Count the lines of the rows below that contain the string "positive", matching case exactly, and give only the number.

BEGIN RECORD EXTRACTS

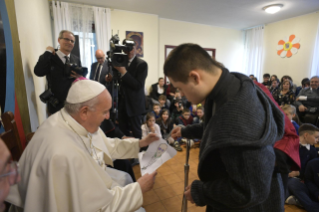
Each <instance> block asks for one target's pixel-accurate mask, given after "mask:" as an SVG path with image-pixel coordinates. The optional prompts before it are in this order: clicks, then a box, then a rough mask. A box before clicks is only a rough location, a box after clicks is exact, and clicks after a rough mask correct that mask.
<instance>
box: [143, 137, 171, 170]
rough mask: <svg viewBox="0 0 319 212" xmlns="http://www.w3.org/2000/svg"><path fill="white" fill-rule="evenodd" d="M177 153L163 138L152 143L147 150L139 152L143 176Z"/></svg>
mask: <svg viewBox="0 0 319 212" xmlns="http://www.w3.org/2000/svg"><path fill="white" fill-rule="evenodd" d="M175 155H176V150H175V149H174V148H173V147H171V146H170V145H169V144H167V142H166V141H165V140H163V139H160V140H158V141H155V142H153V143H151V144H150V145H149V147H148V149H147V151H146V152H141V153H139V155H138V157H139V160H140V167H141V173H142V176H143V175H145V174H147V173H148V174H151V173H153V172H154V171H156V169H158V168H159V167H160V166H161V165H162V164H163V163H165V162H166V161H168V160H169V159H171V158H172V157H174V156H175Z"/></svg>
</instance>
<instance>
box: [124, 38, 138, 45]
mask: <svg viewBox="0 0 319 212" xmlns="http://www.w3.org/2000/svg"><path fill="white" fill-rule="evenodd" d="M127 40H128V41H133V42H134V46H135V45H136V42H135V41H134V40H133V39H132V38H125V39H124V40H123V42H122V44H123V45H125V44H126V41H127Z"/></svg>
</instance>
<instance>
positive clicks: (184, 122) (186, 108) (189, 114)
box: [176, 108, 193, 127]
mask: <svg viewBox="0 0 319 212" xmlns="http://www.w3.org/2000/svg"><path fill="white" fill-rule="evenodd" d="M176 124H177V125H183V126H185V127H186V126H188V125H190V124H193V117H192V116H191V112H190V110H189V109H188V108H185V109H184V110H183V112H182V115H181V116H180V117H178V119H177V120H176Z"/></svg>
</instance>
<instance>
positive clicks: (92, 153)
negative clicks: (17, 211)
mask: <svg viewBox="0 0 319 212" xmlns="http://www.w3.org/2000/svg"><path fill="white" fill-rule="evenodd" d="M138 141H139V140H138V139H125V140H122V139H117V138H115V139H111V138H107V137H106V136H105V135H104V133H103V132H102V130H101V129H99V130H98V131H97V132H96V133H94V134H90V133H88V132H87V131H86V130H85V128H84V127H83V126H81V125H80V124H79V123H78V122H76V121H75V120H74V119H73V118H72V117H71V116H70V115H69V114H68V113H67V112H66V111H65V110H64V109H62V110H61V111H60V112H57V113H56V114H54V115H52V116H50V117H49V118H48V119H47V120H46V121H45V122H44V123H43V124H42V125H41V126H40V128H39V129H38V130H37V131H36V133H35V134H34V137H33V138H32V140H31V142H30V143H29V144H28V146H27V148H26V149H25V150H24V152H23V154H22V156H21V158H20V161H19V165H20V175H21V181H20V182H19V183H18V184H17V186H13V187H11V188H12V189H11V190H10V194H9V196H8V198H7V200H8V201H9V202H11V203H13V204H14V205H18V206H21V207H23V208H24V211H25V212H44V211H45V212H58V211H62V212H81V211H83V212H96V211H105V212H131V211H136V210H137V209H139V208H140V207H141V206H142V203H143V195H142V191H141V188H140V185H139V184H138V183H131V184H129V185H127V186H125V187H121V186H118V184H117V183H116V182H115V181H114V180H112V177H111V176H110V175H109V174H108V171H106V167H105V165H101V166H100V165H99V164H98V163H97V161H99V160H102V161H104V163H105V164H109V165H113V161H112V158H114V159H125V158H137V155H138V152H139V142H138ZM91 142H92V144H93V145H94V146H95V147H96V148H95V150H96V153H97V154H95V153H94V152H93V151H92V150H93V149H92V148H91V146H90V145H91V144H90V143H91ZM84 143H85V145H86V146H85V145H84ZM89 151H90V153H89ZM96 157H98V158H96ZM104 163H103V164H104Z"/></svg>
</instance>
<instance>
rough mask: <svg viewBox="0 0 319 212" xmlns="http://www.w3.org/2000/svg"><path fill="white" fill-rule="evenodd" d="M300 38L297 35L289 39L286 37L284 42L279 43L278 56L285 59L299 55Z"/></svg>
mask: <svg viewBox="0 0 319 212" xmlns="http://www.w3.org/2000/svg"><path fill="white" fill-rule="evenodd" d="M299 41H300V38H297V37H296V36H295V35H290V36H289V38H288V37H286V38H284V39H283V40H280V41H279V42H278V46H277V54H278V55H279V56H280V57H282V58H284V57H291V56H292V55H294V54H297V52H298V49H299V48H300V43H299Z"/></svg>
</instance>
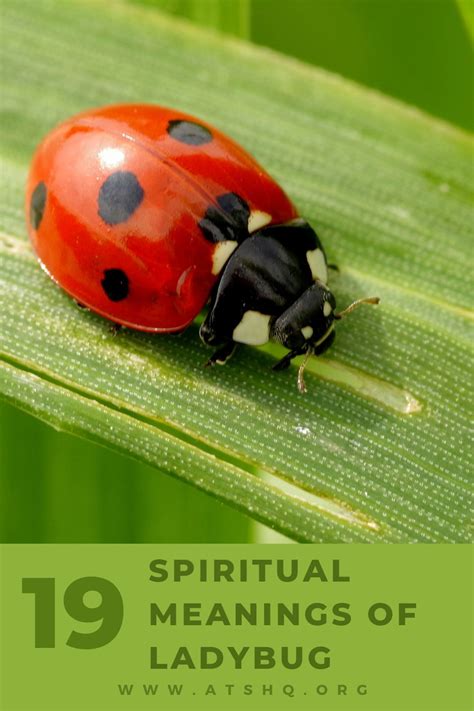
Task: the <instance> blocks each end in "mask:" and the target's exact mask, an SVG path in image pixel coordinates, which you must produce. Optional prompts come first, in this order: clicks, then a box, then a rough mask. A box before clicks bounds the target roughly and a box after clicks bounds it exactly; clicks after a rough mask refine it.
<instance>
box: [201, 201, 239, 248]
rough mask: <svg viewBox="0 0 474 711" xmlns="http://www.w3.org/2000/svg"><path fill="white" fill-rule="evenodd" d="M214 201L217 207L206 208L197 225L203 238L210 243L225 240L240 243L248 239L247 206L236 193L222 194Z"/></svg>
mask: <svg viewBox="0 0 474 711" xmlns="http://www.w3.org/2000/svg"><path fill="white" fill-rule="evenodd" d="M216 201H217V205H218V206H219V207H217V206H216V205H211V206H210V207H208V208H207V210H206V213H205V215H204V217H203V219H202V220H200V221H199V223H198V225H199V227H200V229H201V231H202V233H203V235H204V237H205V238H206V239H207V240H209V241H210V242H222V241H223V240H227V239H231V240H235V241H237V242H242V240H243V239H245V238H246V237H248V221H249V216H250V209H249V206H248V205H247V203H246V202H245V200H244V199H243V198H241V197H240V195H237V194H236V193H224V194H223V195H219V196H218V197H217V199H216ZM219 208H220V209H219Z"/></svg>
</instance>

END RECORD EXTRACTS

**EXPECTED ANSWER**
2